------ TEXTE CHOISI ------

C’est cette situation qui explique l’acharnement actuel, dans le contexte de contre offensive généralisée du capital, à faire revenir cette manne potentielle dans le cycle de valorisation : par le crédit (« dette » sociale financée par les banques), par l’investissement porteur d’intérêt ou de profit (épargne salariale, placement en actions), par la rente (amener les salariés à préparer leur retraite en « investissant dans la pierre »).

Mais avant de détailler les mécanismes et les objectifs de la contre offensive, il convient de revenir sur l’histoire de la cotisation sociale construite au vingtième siècle car elle s’est construite par des voies inattendues.

Universalisation du salaire

L’assurance maladie trouve son origine dans une volonté du patronat, dans les années 1920 et 1930, de différencier le salaire selon les besoins des familles, au prorata du nombre d’enfants.

C’était des la part des capitalistes un contre-feu face à la revendication syndicale d’augmentation pour tous du salaire direct. Le patronat ne voulait attribuer des salaires qu’en fonction des besoins de la reproduction de la force de travail, les syndicats revendiquaient l’égalité salariale. De plus, les syndicats, qui géraient des caisses mutuelles d’assurance s’opposaient aussi à la mise en place par le patronat de ses propres caisses. Mais une fois le système mis en place, et dans un contexte de rapport de forces favorable du monde du travail, il a été subverti de l’intérieur. A la libération, les caisses d’assurance maladie qui sont devenues départementales et les caisses familiales attribuent à tous des droits totalement détachés de l’appartenance à une entreprise, totalement détachés de l’emploi. Ce retournement de situation transforme un système voulu au départ comme rémunération de la main d’œuvre comme force de travail, payée au prix de sa reproduction, en un système qui attribue « à chacun selon ses besoins » et qui détache une partie du salaire de l’emploi pour en faire un droit quasi universel.

------ SECTION DES DONNÉES ------

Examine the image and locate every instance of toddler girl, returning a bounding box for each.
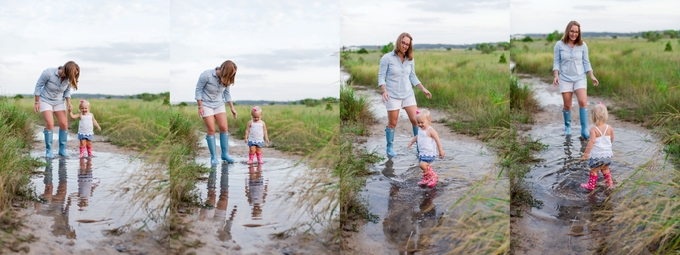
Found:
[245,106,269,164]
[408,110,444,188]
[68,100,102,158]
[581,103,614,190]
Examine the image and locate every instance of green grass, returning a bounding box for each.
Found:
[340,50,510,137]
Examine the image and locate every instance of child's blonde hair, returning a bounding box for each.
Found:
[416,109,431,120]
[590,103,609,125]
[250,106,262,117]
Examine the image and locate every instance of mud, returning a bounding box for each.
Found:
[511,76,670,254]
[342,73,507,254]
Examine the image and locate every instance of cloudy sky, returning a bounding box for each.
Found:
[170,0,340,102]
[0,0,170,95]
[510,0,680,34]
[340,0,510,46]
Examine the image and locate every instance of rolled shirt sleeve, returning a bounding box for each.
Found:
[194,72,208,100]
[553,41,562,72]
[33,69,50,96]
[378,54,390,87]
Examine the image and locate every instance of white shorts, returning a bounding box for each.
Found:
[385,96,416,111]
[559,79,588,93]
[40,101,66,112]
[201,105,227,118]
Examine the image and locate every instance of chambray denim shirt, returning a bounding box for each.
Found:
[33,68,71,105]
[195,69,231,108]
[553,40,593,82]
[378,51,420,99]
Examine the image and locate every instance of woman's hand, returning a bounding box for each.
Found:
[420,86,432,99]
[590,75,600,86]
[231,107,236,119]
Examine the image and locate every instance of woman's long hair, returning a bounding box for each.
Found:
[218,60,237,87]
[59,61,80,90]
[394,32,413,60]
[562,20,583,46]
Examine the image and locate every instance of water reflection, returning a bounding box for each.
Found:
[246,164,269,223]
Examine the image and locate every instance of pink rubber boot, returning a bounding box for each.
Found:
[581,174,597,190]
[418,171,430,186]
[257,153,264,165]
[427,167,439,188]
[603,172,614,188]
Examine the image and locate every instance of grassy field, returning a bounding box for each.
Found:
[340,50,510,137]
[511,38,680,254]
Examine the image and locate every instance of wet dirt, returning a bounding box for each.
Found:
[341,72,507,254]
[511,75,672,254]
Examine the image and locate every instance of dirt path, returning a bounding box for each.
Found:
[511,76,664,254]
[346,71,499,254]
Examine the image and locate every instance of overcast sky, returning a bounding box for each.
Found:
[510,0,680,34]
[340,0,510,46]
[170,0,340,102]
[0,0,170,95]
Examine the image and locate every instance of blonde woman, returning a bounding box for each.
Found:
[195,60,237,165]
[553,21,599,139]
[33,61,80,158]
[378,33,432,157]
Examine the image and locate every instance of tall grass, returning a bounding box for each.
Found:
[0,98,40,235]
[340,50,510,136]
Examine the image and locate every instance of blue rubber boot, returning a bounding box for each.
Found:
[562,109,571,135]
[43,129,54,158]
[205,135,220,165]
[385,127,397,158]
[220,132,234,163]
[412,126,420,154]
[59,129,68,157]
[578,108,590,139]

------

• _TRAVAIL À FAIRE_:
a – D'après le texte sur la cotisation sociale, à quelle époque le patronat a-t-il voulu différencier le salaire selon les besoins des familles ?
b – Recopiez mot pour mot le passage du texte sur la cotisation sociale qui va de « C’est cette situation » jusqu'à « des voies inattendues. ».
Ces enregistrements proviennent d'une autre source.

• _EXERCICES CORRIGÉS_:
a – Dans les années 1920 et 1930.

b –
C’est cette situation qui explique l’acharnement actuel, dans le contexte de contre offensive généralisée du capital, à faire revenir cette manne potentielle dans le cycle de valorisation : par le crédit (« dette » sociale financée par les banques), par l’investissement porteur d’intérêt ou de profit (épargne salariale, placement en actions), par la rente (amener les salariés à préparer leur retraite en « investissant dans la pierre »).

Mais avant de détailler les mécanismes et les objectifs de la contre offensive, il convient de revenir sur l’histoire de la cotisation sociale construite au vingtième siècle car elle s’est construite par des voies inattendues.